» **Description of the task**:
Update the material below so that every "evidence" reads "proof", keeping everything else the same, and leave the pictures out of your answer.

» **Records to use**:
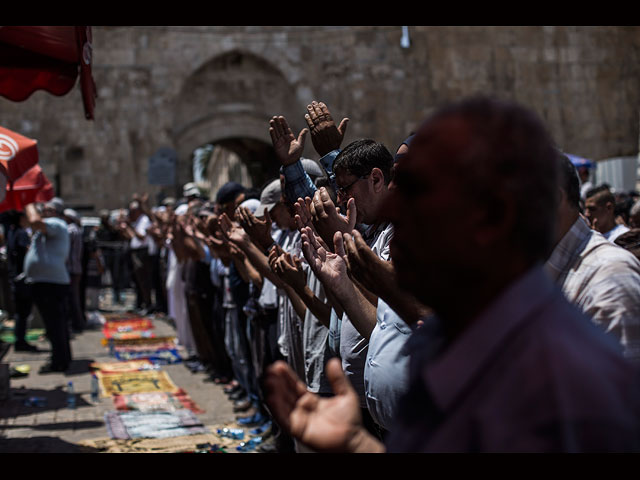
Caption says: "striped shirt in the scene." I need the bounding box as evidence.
[545,218,640,364]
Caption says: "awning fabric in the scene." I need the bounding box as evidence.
[0,127,38,182]
[0,165,55,212]
[0,26,97,119]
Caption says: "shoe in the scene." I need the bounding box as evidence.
[228,388,247,401]
[233,398,253,413]
[223,380,240,394]
[13,342,40,352]
[256,442,278,453]
[236,412,266,427]
[249,420,271,436]
[0,340,11,360]
[38,363,69,375]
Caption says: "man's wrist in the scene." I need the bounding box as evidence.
[347,426,386,453]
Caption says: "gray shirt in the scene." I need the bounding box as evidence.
[364,298,412,430]
[24,217,70,285]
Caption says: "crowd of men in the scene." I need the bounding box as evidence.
[1,97,640,452]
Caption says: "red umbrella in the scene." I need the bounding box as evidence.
[0,165,55,212]
[0,127,38,182]
[0,26,97,119]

» **Output below**:
Caption says: "striped shirt in the scene." I need the bounding box as proof.
[545,218,640,364]
Caption says: "awning fabric in the scene." I need the bounding box as proof.
[0,127,38,182]
[0,165,55,212]
[0,26,97,119]
Caption says: "shoe in the scene." I need the bounding box as proof.
[228,388,247,401]
[233,398,253,413]
[223,380,240,394]
[13,342,40,352]
[256,442,278,453]
[236,412,266,427]
[249,420,271,436]
[0,340,11,360]
[38,363,69,375]
Caption says: "man's wrist in the scene." I need the bounding box as proof.
[347,426,386,453]
Caption says: "gray shirt in the scene." I need the bounding box as proof.
[364,298,412,430]
[24,217,70,285]
Caption says: "crowd of men in the scene." I need the bounding box as proof.
[1,97,640,452]
Caption says: "red umbrella in the scene." I need the bounding box as proof.
[0,165,55,212]
[0,127,38,182]
[0,26,97,119]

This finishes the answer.